» RECORDS SHOWN
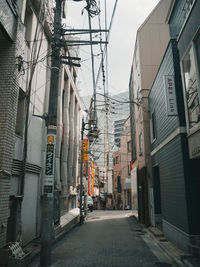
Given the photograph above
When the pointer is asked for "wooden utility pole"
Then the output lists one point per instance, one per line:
(51, 122)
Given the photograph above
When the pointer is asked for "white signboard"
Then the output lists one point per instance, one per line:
(170, 95)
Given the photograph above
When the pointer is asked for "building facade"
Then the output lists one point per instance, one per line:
(126, 166)
(25, 66)
(151, 41)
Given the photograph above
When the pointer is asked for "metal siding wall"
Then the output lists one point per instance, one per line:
(190, 29)
(165, 124)
(173, 198)
(177, 19)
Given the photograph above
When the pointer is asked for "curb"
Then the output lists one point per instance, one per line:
(59, 232)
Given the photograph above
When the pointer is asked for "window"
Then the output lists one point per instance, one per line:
(129, 146)
(187, 7)
(140, 145)
(153, 127)
(191, 84)
(19, 127)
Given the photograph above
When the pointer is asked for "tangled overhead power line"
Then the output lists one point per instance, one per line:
(92, 8)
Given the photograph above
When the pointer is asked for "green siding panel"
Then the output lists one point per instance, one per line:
(173, 197)
(165, 124)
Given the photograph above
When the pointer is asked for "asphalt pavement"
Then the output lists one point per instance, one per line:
(107, 238)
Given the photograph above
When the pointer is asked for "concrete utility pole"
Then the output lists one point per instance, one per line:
(48, 198)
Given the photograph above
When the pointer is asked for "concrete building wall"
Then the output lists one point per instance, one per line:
(151, 42)
(125, 155)
(12, 30)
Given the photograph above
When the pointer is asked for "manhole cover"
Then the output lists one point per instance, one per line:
(162, 264)
(94, 218)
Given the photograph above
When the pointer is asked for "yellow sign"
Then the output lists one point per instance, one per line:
(85, 150)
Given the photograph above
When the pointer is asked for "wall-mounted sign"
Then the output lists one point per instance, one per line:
(170, 95)
(85, 150)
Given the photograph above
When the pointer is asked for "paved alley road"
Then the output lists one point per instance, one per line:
(108, 238)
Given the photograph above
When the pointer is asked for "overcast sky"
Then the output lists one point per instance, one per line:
(129, 15)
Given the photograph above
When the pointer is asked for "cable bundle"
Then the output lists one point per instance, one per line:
(92, 8)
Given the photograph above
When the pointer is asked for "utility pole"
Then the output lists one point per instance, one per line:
(81, 174)
(51, 122)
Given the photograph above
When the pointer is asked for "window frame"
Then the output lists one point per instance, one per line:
(153, 130)
(192, 46)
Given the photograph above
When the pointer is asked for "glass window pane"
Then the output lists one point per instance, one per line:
(191, 88)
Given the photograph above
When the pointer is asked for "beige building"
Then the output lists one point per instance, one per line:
(151, 42)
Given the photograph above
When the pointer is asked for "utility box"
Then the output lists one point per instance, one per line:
(12, 255)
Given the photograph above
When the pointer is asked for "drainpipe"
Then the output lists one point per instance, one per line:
(64, 156)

» WRITTEN TASK
Repeat each record exactly, with the pictures left out.

» RESPONSE
Given the photograph above
When the pointer is asked for "wooden utility pole"
Then the output lists one point per instance, one per line:
(51, 122)
Given the photograph above
When the pointer is asked for "white signboard"
Then the output lists one point per instance, one per line:
(170, 95)
Given the photograph above
When the pointer is asked for "building facade"
Then the output lists one point per instance, one per line:
(126, 166)
(25, 66)
(151, 41)
Given the photograph above
When the pointer is asked for "metal siding wall"
Then the output lists one point per instance, one per line:
(190, 29)
(165, 124)
(173, 198)
(177, 19)
Given the photograph above
When the pointer is asked for "curb"
Then the output lists one point per instance, one per line:
(59, 232)
Given the photograph above
When the pointer is asked for "window"
Then the output lists one point per instance, one per line:
(129, 146)
(187, 7)
(140, 145)
(153, 127)
(191, 84)
(19, 127)
Given the photograph above
When the pointer is asked for "tangled overhead power line"
Then the output lists one point per instance, one per line:
(92, 8)
Given the photograph above
When the pointer is asked for "green siding panel"
Then the output lists one point per instance, one per line:
(173, 197)
(165, 124)
Given the photograph above
When the pointer is asked for "asphalt pavement"
Then the output lists one point per instance, one per line:
(107, 238)
Given the photograph above
When the pointer is asked for "concrete utility pole"
Then the output lists one point per instance, one per line:
(48, 198)
Given the photograph above
When the pointer is asked for "concrete building wall"
Then the output lists one point per instance, one per line:
(151, 42)
(125, 155)
(12, 30)
Given the photograph above
When the pointer is asked for "manhole cover"
Then the output lists one point per instance, one per line:
(162, 264)
(94, 218)
Given the photograph above
When the pointer is asked for "yellow sign"
Then the output lists one point per instance, one per line:
(85, 150)
Given the photograph above
When the pointer is asked for "wall-mounted sign"
Then the output lists one point per instance, one per line:
(170, 95)
(85, 150)
Given the photograph above
When the pointer is asked for "paved alley road"
Then the output lists one point per instance, one per line:
(108, 238)
Given the photograph above
When the pointer is asked for "overcast sky"
Then the output lists one point per instance, one per line:
(129, 15)
Given the photograph above
When the pointer is asked for "cable bundle"
Then the output lists one point per instance, one per line:
(92, 8)
Given the photograph above
When the pointer is asked for "utility pole"
Then the output lists one point per instance, one per line:
(81, 174)
(51, 122)
Given the photograph above
When the pointer is asked for "window frame"
Then the output lists one point per instance, one per line:
(153, 130)
(192, 46)
Given the photograph above
When the pointer is asked for "glass window pane"
Then the output lists one point per instance, one per line:
(191, 88)
Given the photograph above
When the pointer is asked for "beige building"
Then the output lists one point per instance, one per line:
(151, 42)
Given the photograph above
When the pointer is asked for "utility box"
Then the output lists one point per instance, one per line:
(12, 255)
Given the photograph above
When the pointer is asked for "drainpipe"
Then the output lists one point per instance, one per line:
(64, 156)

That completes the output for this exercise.